__Actions to take__.
- 1) Rewrite the thread between "## Lombard Beige" and "by the distance.", inclusive, with "countryside" changed to "rural areas".
- 2) Answer these questions about the thread:
(a) Which two cities does the first post name as places where people are more accustomed to dealing with "foreigners" and tourists?
(b) In which city does Lombard Beige live?
(c) Between which two groups does Lombard Beige notice stronger differences than between people from Campania and Puglie?
━━━━━ Text extract ━━━━━
There is always a difference between people from big cities and people from the countryside, setting aside which country we are talking about.
People who live in Brescia or Bergamo are more accustomed to dealing with "foreigners" and tourists whereas if you were to take a trip up the valleys (Val Brembana, Val Seriana, Val Camonica, Val Trompia..) you would notice how wary and reserved those folks are, if simply compared to people from the cities.
I myself had to work out a trick the first times I went up there, just to be able to have a decent conversation with the locals: I  had to approach people speaking our dialect or at least speaking Italian with a strong northern accent. Once they realised I came from the same province too, they relaxed and opened up.


----------



## Lombard Beige

For Pauli:

I agree with you that there is always a difference between people from big cities and people from the countryside. (I live in Treviglio which is a small city, but being so close to Milan and Bergamo is ALMOST like living in Milan, but BETTER). But I notice stronger differences between say Piedmontese and Lombards, than between people from Campania (Naples) and Puglie (Bari). But from what I am told, people from the south notice even more difference between city and countryside. It may not be true, and my view may be conditioned by the distance.

regards


----------



## valy822

Lombard Beige said:


> Am I right in noting a difference in the South between people from the big cities like Naples or Bari and people from the country.


 
Yes, maybe you are right. People from the country are usually more reserved than those who live in the city but also in this case I'd avoid generalizations. I know people living in the country and they are more chatty than me! Well, it depends, if there's a difference it's not so big I think (of course we are talking about the behaviour towards the stranger here).
━━━━━ Rows ━━━━━
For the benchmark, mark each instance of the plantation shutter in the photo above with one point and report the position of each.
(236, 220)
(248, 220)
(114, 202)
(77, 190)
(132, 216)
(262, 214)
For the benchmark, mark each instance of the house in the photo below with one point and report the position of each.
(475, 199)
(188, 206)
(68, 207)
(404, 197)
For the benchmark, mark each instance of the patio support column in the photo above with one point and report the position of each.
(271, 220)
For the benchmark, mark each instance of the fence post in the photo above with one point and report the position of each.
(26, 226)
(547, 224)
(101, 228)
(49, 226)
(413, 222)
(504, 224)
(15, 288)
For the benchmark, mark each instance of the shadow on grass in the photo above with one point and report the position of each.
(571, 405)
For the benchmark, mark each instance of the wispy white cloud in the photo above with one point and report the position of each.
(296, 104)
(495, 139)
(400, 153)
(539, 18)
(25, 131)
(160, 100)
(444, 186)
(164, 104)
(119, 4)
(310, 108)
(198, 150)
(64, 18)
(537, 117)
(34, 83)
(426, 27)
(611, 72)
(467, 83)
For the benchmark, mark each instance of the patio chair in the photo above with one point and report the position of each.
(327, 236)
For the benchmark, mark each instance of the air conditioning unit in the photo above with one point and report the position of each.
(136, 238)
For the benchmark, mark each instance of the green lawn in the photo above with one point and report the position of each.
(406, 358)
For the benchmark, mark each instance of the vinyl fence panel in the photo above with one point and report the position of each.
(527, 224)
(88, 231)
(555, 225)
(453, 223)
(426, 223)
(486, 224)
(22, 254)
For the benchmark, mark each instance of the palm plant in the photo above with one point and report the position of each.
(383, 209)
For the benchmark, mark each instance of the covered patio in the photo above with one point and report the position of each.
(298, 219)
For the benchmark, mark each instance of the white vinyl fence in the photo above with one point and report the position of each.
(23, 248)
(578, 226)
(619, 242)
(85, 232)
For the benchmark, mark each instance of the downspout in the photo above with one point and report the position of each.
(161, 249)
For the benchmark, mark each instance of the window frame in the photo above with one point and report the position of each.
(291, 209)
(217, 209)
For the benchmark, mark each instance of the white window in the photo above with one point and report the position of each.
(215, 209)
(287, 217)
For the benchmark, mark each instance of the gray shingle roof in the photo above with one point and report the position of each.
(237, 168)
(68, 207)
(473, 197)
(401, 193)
━━━━━
__Exercise results__.
- 1)
## Lombard Beige

For Pauli:

I agree with you that there is always a difference between people from big cities and people from the rural areas. (I live in Treviglio which is a small city, but being so close to Milan and Bergamo is ALMOST like living in Milan, but BETTER). But I notice stronger differences between say Piedmontese and Lombards, than between people from Campania (Naples) and Puglie (Bari). But from what I am told, people from the south notice even more difference between city and rural areas. It may not be true, and my view may be conditioned by the distance.

- 2)
(a) Brescia and Bergamo.
(b) Treviglio.
(c) Between the Piedmontese and the Lombards.